» The task
Arrange all of the data below as a Markdown table with the columns Row and Line, giving each nonblank line its own numbered row and leaving out the pictures.

» Record set
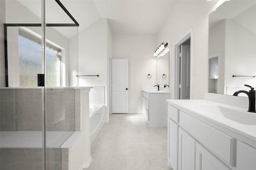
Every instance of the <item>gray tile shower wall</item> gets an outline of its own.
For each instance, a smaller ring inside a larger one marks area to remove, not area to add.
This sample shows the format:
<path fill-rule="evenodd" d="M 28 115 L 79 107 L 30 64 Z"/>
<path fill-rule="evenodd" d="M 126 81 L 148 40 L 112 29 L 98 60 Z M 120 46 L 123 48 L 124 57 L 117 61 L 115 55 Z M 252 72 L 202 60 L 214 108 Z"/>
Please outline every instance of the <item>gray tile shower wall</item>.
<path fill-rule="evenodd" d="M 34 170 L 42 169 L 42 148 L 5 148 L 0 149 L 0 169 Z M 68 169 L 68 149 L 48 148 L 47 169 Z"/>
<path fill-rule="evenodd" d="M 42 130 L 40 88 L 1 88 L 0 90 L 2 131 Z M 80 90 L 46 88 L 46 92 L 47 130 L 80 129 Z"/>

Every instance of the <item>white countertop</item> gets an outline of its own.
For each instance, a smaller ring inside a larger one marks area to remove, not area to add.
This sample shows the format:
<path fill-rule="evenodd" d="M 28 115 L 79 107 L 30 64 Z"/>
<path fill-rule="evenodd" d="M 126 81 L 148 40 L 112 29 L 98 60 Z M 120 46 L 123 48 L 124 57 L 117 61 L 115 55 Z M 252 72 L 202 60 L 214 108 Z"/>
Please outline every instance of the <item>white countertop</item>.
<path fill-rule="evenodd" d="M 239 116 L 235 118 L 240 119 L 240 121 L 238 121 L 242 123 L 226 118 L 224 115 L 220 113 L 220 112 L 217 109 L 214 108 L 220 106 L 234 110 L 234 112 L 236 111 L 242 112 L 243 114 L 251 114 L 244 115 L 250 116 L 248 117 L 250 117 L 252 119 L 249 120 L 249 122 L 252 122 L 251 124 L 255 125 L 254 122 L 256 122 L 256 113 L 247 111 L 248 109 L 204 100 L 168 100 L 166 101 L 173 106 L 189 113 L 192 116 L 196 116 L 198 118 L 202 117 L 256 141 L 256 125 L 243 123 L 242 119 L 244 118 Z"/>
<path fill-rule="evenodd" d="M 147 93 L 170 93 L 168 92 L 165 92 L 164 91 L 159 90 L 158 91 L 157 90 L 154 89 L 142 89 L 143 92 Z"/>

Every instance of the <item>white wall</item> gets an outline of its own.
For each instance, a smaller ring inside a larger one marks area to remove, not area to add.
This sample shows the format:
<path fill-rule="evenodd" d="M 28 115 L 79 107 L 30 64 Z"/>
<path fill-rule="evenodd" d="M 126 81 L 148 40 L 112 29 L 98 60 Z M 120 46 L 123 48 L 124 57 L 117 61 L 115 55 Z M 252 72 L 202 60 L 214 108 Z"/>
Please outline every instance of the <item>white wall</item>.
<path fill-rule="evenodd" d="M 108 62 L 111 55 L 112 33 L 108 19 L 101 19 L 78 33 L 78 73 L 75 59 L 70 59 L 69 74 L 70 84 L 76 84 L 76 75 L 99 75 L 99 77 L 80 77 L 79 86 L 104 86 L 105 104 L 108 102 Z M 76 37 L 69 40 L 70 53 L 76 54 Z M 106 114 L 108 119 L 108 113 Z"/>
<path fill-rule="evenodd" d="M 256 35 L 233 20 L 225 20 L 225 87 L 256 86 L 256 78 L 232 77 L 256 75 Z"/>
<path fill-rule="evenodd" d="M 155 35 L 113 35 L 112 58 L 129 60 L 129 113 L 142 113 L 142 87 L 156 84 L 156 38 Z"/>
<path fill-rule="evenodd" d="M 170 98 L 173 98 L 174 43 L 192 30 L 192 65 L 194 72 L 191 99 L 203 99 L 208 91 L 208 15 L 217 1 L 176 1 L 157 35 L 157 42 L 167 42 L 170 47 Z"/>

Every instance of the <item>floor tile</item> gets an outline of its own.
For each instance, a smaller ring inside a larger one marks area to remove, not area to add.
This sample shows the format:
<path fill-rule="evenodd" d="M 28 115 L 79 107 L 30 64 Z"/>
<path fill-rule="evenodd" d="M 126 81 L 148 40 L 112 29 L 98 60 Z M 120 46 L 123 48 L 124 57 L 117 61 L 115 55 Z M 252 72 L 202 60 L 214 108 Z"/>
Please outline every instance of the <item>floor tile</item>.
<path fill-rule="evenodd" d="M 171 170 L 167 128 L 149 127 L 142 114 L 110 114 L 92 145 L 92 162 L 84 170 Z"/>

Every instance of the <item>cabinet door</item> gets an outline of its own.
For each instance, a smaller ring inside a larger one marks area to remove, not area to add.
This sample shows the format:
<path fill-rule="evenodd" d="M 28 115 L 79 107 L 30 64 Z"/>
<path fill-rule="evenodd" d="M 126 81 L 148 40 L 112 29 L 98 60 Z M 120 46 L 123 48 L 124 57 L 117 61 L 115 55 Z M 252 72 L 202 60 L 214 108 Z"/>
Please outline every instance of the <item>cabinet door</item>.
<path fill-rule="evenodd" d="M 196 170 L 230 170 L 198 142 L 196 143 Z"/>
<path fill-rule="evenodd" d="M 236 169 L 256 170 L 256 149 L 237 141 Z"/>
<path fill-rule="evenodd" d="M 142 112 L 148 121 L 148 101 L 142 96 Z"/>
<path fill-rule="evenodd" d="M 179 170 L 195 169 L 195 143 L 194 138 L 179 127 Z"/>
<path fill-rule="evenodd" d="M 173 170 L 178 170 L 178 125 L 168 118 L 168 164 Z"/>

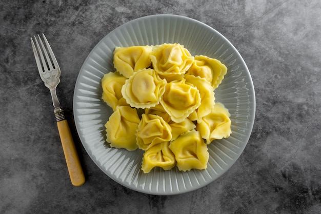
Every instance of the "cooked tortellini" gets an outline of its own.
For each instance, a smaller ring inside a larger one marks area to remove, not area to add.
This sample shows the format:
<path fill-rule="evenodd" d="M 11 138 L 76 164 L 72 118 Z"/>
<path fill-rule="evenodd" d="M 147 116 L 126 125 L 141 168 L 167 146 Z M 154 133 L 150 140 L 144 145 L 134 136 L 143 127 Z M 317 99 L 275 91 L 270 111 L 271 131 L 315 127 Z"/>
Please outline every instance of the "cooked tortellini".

» Response below
| Row | Line |
|---|---|
| 1 | Every instance of the <item>gray tile shower wall</item> gets an outline of its own. |
| 2 | For each instance, a smaller ring inside a larger one marks area to remove, not area to add. |
| 3 | This sample shows the format: |
| 4 | <path fill-rule="evenodd" d="M 28 115 L 79 107 L 30 64 Z"/> |
| 5 | <path fill-rule="evenodd" d="M 126 81 L 148 40 L 112 29 L 98 60 Z M 120 46 L 123 48 L 124 57 L 117 61 L 115 55 Z M 252 72 L 202 60 L 214 108 Z"/> |
| 6 | Please outline every instance of the <item>gray tile shower wall</item>. |
| 7 | <path fill-rule="evenodd" d="M 34 170 L 42 169 L 42 148 L 5 148 L 0 149 L 0 169 Z M 68 169 L 68 149 L 48 148 L 47 169 Z"/> |
| 8 | <path fill-rule="evenodd" d="M 42 130 L 40 88 L 1 88 L 0 90 L 2 131 Z M 80 90 L 46 88 L 46 92 L 47 130 L 80 129 Z"/> |
| 9 | Every instance of the <item>white countertop</item> gets an outline of its own. |
| 10 | For each instance, a smaller ring inside a larger one marks area to remove, not area to add. |
| 11 | This sample shows the format: |
| 12 | <path fill-rule="evenodd" d="M 28 115 L 79 107 L 30 64 Z"/> |
| 13 | <path fill-rule="evenodd" d="M 126 81 L 148 40 L 112 29 L 98 60 Z M 120 46 L 123 48 L 124 57 L 117 61 L 115 55 Z M 252 72 L 202 60 L 214 108 Z"/> |
| 14 | Please outline every instance of the <item>white countertop</item>. |
| 15 | <path fill-rule="evenodd" d="M 239 116 L 235 118 L 240 119 L 240 121 L 238 121 L 242 123 L 226 118 L 224 115 L 220 113 L 220 112 L 217 109 L 214 108 L 220 106 L 234 110 L 234 112 L 236 111 L 242 112 L 243 114 L 251 114 L 244 115 L 250 116 L 248 117 L 250 117 L 252 119 L 249 120 L 249 122 L 252 122 L 251 124 L 255 125 L 254 122 L 256 122 L 256 113 L 247 111 L 248 109 L 204 100 L 168 100 L 166 101 L 173 106 L 189 113 L 192 116 L 196 116 L 198 118 L 202 117 L 256 141 L 256 125 L 243 123 L 242 119 L 244 118 Z"/> |
| 16 | <path fill-rule="evenodd" d="M 147 93 L 170 93 L 168 92 L 165 92 L 164 91 L 159 90 L 158 91 L 157 90 L 154 89 L 142 89 L 143 92 Z"/> |
| 17 | Every instance of the <item>white wall</item> gets an outline of its own. |
| 18 | For each instance, a smaller ring inside a larger one marks area to remove, not area to add. |
| 19 | This sample shows the format: |
| 20 | <path fill-rule="evenodd" d="M 28 115 L 79 107 L 30 64 Z"/> |
| 21 | <path fill-rule="evenodd" d="M 126 81 L 148 40 L 112 29 L 98 60 Z M 120 46 L 123 48 L 124 57 L 117 61 L 115 55 Z M 252 72 L 202 60 L 214 108 Z"/> |
| 22 | Please outline every instance of the <item>white wall</item>. |
| 23 | <path fill-rule="evenodd" d="M 108 62 L 111 55 L 112 33 L 108 19 L 101 19 L 78 33 L 78 73 L 75 59 L 70 59 L 69 74 L 70 84 L 76 84 L 76 75 L 99 75 L 99 77 L 80 77 L 79 86 L 104 86 L 105 104 L 108 102 Z M 76 37 L 69 40 L 70 53 L 76 54 Z M 106 114 L 108 119 L 108 113 Z"/> |
| 24 | <path fill-rule="evenodd" d="M 256 35 L 233 20 L 225 20 L 225 87 L 256 86 L 256 78 L 232 77 L 256 75 Z"/> |
| 25 | <path fill-rule="evenodd" d="M 155 35 L 113 35 L 112 58 L 129 60 L 129 113 L 142 113 L 142 87 L 156 84 L 156 38 Z"/> |
| 26 | <path fill-rule="evenodd" d="M 170 98 L 173 98 L 174 43 L 192 30 L 192 65 L 194 72 L 191 99 L 203 99 L 208 91 L 208 15 L 217 1 L 176 1 L 157 35 L 157 42 L 167 42 L 170 47 Z"/> |
| 27 | Every instance of the <item>floor tile</item> gets an outline of its own. |
| 28 | For each instance, a smaller ring inside a larger one marks area to remove, not area to add. |
| 29 | This sample shows the format: |
| 30 | <path fill-rule="evenodd" d="M 28 115 L 79 107 L 30 64 Z"/> |
| 31 | <path fill-rule="evenodd" d="M 126 81 L 148 40 L 112 29 L 98 60 Z M 120 46 L 123 48 L 124 57 L 117 61 L 115 55 Z M 252 72 L 202 60 L 214 108 Z"/> |
| 32 | Please outline every instance of the <item>floor tile</item>. |
| 33 | <path fill-rule="evenodd" d="M 171 170 L 167 128 L 149 127 L 142 114 L 110 114 L 92 145 L 92 162 L 84 170 Z"/> |
| 34 | Every instance of the <item>cabinet door</item> gets an outline of its own. |
| 35 | For each instance, a smaller ring inside a larger one marks area to remove, not area to add. |
| 36 | This sample shows the format: |
| 37 | <path fill-rule="evenodd" d="M 28 115 L 79 107 L 30 64 Z"/> |
| 38 | <path fill-rule="evenodd" d="M 126 81 L 148 40 L 112 29 L 98 60 Z M 120 46 L 123 48 L 124 57 L 117 61 L 115 55 Z M 252 72 L 202 60 L 214 108 Z"/> |
| 39 | Please outline every instance of the <item>cabinet door</item>. |
| 40 | <path fill-rule="evenodd" d="M 196 170 L 230 170 L 198 142 L 196 143 Z"/> |
| 41 | <path fill-rule="evenodd" d="M 236 169 L 256 170 L 256 149 L 237 141 Z"/> |
| 42 | <path fill-rule="evenodd" d="M 142 112 L 148 121 L 148 101 L 142 96 Z"/> |
| 43 | <path fill-rule="evenodd" d="M 179 170 L 195 169 L 195 143 L 194 138 L 179 127 Z"/> |
| 44 | <path fill-rule="evenodd" d="M 173 170 L 178 170 L 178 125 L 168 118 L 168 164 Z"/> |
| 45 | Every instance of the "cooked tortellini" gets an outline of its own. |
| 46 | For each instance, a smaller ring inside a larger one marks area to remove, not area to add. |
| 47 | This sample shows the format: |
| 48 | <path fill-rule="evenodd" d="M 11 138 L 76 164 L 72 118 Z"/> |
| 49 | <path fill-rule="evenodd" d="M 147 116 L 126 125 L 141 168 L 167 146 Z M 154 133 L 150 140 L 144 145 L 134 136 L 143 127 Z M 317 99 L 275 91 L 270 111 L 271 131 L 315 127 Z"/> |
| 50 | Please outline every instance of the "cooked tortellini". |